● Task material
* start *

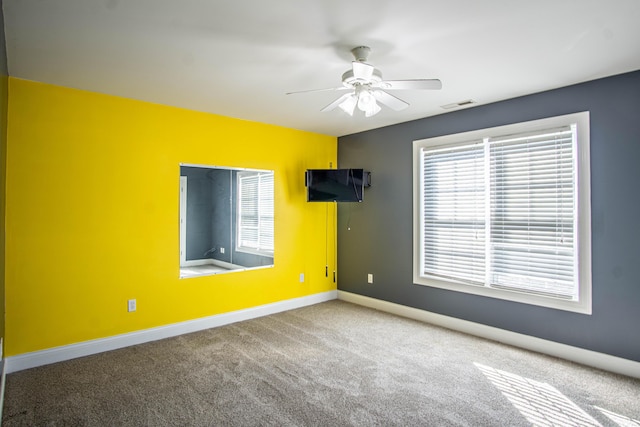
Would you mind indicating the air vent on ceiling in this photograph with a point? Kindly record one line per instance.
(459, 104)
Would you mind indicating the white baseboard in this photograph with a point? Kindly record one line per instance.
(575, 354)
(86, 348)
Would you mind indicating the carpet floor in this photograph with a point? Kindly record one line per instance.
(330, 364)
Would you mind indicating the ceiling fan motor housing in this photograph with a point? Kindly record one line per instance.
(351, 81)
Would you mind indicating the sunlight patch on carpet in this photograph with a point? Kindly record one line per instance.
(540, 403)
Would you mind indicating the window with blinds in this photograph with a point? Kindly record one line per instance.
(255, 212)
(505, 212)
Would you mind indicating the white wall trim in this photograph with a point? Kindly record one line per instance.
(86, 348)
(575, 354)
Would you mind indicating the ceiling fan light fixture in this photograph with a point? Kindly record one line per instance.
(365, 98)
(349, 104)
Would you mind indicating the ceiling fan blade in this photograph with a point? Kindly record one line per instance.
(389, 100)
(362, 70)
(319, 90)
(337, 102)
(416, 84)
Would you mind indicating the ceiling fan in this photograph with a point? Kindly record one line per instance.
(366, 87)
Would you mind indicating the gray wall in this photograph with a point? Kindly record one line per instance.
(380, 237)
(211, 217)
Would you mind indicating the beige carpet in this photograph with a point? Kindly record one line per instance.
(331, 364)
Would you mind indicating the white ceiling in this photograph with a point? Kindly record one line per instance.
(238, 58)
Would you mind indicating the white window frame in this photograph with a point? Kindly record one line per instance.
(582, 221)
(259, 248)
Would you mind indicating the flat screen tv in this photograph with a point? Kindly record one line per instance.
(336, 185)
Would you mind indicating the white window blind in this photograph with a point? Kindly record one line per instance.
(255, 211)
(453, 205)
(504, 212)
(533, 213)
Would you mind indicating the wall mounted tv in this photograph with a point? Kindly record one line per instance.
(336, 185)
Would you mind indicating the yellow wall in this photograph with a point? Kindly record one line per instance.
(92, 215)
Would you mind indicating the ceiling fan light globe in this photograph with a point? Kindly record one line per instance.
(348, 105)
(365, 99)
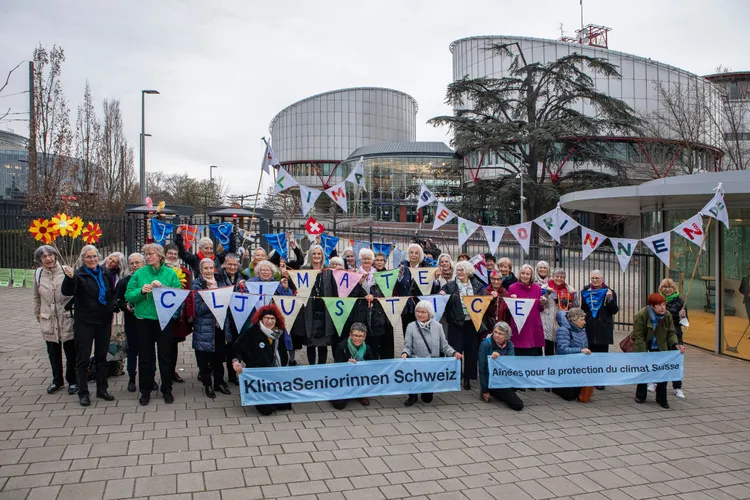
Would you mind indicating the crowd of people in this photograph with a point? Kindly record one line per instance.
(75, 308)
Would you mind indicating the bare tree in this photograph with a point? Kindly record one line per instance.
(50, 147)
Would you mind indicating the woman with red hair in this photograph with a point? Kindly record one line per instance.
(258, 346)
(653, 331)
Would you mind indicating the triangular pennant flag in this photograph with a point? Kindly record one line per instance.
(476, 305)
(167, 301)
(594, 299)
(284, 180)
(222, 232)
(217, 301)
(692, 230)
(494, 235)
(522, 234)
(393, 307)
(357, 175)
(338, 194)
(442, 216)
(241, 305)
(465, 229)
(160, 231)
(423, 277)
(425, 196)
(716, 207)
(591, 241)
(438, 303)
(309, 197)
(519, 310)
(303, 280)
(269, 159)
(386, 281)
(266, 289)
(346, 281)
(289, 307)
(384, 248)
(278, 242)
(624, 249)
(339, 309)
(660, 244)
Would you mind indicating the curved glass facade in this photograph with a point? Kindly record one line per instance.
(330, 126)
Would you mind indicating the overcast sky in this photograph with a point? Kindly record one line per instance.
(225, 68)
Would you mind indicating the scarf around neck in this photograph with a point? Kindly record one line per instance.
(98, 275)
(357, 353)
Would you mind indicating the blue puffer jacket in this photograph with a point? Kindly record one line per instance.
(204, 324)
(569, 340)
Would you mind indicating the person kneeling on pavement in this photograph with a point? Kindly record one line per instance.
(497, 344)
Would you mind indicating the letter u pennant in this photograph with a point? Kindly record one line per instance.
(167, 302)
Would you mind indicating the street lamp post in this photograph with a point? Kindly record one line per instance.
(143, 142)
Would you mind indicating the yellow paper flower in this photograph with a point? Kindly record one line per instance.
(61, 224)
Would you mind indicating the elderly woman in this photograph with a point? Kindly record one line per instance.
(135, 262)
(654, 331)
(258, 347)
(55, 318)
(571, 339)
(462, 336)
(505, 266)
(560, 297)
(424, 338)
(676, 307)
(94, 303)
(600, 329)
(140, 293)
(495, 345)
(352, 350)
(209, 338)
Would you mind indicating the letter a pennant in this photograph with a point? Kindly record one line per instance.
(167, 302)
(217, 301)
(339, 309)
(692, 230)
(519, 310)
(476, 305)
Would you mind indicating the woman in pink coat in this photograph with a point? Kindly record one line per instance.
(530, 340)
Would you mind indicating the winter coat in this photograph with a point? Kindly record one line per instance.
(193, 260)
(643, 332)
(144, 304)
(415, 346)
(204, 324)
(600, 330)
(570, 340)
(486, 348)
(255, 350)
(54, 320)
(454, 308)
(341, 352)
(532, 334)
(84, 289)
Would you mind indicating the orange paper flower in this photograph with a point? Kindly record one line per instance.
(42, 231)
(91, 233)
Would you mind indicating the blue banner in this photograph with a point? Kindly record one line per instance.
(329, 382)
(581, 370)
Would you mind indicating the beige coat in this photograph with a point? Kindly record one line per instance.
(56, 323)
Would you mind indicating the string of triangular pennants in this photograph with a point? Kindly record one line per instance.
(557, 223)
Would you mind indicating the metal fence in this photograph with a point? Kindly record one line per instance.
(128, 233)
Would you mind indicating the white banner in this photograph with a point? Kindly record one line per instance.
(167, 301)
(660, 245)
(624, 249)
(519, 309)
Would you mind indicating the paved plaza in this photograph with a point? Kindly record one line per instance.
(458, 447)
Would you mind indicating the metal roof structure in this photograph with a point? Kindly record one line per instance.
(671, 193)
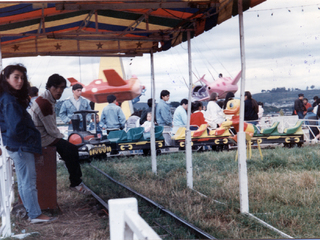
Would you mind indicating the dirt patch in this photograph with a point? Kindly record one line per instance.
(81, 217)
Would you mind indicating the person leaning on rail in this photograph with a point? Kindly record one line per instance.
(20, 136)
(44, 117)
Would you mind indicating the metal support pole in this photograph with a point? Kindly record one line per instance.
(152, 134)
(188, 132)
(241, 136)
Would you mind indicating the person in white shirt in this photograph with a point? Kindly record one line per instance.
(261, 110)
(214, 115)
(73, 104)
(147, 124)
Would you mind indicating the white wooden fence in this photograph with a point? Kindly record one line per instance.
(6, 191)
(126, 223)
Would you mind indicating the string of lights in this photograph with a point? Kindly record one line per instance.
(272, 10)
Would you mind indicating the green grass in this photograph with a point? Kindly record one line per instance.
(283, 189)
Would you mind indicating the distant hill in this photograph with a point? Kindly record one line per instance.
(275, 101)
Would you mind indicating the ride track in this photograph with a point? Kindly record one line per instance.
(153, 208)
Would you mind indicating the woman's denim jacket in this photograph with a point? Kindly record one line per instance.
(17, 128)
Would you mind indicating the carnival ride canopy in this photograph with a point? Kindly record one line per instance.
(107, 28)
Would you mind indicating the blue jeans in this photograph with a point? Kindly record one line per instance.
(300, 115)
(27, 186)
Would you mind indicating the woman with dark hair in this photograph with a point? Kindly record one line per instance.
(20, 137)
(251, 108)
(197, 117)
(214, 115)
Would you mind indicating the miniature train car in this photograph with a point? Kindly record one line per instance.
(289, 138)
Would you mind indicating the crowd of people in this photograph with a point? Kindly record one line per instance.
(28, 123)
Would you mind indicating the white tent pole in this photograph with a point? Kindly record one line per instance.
(241, 136)
(0, 58)
(152, 134)
(188, 132)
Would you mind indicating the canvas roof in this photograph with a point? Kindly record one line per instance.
(107, 28)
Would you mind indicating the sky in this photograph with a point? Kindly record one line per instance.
(282, 49)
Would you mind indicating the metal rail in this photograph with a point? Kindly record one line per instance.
(197, 230)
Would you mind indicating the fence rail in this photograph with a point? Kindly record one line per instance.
(6, 191)
(125, 222)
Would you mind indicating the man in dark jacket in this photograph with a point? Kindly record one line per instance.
(143, 117)
(298, 106)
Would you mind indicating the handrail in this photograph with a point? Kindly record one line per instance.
(124, 221)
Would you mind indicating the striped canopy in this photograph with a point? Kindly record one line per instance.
(107, 28)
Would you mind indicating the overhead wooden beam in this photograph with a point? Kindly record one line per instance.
(136, 5)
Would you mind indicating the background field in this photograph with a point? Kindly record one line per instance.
(283, 189)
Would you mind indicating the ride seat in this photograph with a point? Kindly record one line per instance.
(135, 134)
(296, 129)
(180, 134)
(157, 133)
(201, 130)
(117, 136)
(273, 130)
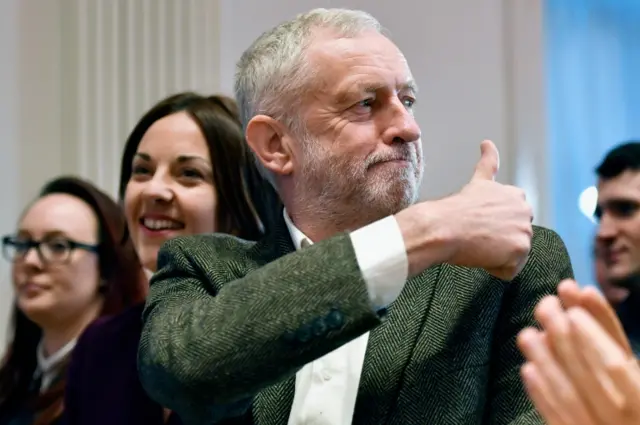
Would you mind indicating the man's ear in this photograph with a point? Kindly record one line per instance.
(267, 138)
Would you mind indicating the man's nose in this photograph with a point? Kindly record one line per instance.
(402, 125)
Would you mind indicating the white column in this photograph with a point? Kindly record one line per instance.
(9, 139)
(120, 57)
(76, 75)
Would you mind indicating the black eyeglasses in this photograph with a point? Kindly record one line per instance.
(53, 250)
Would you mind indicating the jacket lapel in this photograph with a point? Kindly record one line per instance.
(272, 405)
(390, 347)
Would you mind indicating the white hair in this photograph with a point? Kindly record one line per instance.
(272, 74)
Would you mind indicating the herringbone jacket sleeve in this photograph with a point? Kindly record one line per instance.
(219, 326)
(548, 265)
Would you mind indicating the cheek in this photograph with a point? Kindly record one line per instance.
(200, 213)
(81, 279)
(130, 203)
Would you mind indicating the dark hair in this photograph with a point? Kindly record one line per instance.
(622, 158)
(124, 285)
(246, 200)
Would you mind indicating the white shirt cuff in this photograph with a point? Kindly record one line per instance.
(382, 258)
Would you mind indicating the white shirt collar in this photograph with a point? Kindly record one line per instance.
(48, 366)
(297, 236)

* end *

Beginning at the line containing "Would you mind indicating the man's ear", repeat each line exactly through the last line of the entries, and include no other lines.

Would you mind indicating the man's ear in this photograph with a point? Kindly record one line per instance.
(267, 138)
Would you mind indicating the man's nose in this photograph with a point? Kindly record one line per instance.
(402, 125)
Would you mind indicating the white column in this photograph with a point? Kindly record one line per instance.
(9, 139)
(120, 57)
(76, 75)
Would you mind indicating the black eyeglasses in this photograph with a point? Kindly record one line per instance.
(53, 250)
Would you mind indicating the jacket lapel in this photograph with a point? Kindly record one line per instance.
(272, 405)
(390, 347)
Would you mind indicating the white hair in this photograph with a point? Kindly record one line per instance.
(272, 74)
Would you mind indicating the herringbone jacket sleeve in this photograph with a point? Kindly record one line per instance.
(219, 326)
(548, 265)
Would you mind indicating the cheek in this photograph with a point? Kindly record one line per instance.
(200, 213)
(81, 279)
(130, 203)
Would you mind indicating the dark hair in this photograph with a point? Kindly record one line per instance.
(622, 158)
(124, 285)
(246, 200)
Would you mind indicating the white shirt cuff in this photograph with a point? Kindly record one line per instance.
(382, 258)
Would you mind indicating the white shirt collar in this photograph with a point? Kindly record one line per instance.
(48, 366)
(297, 236)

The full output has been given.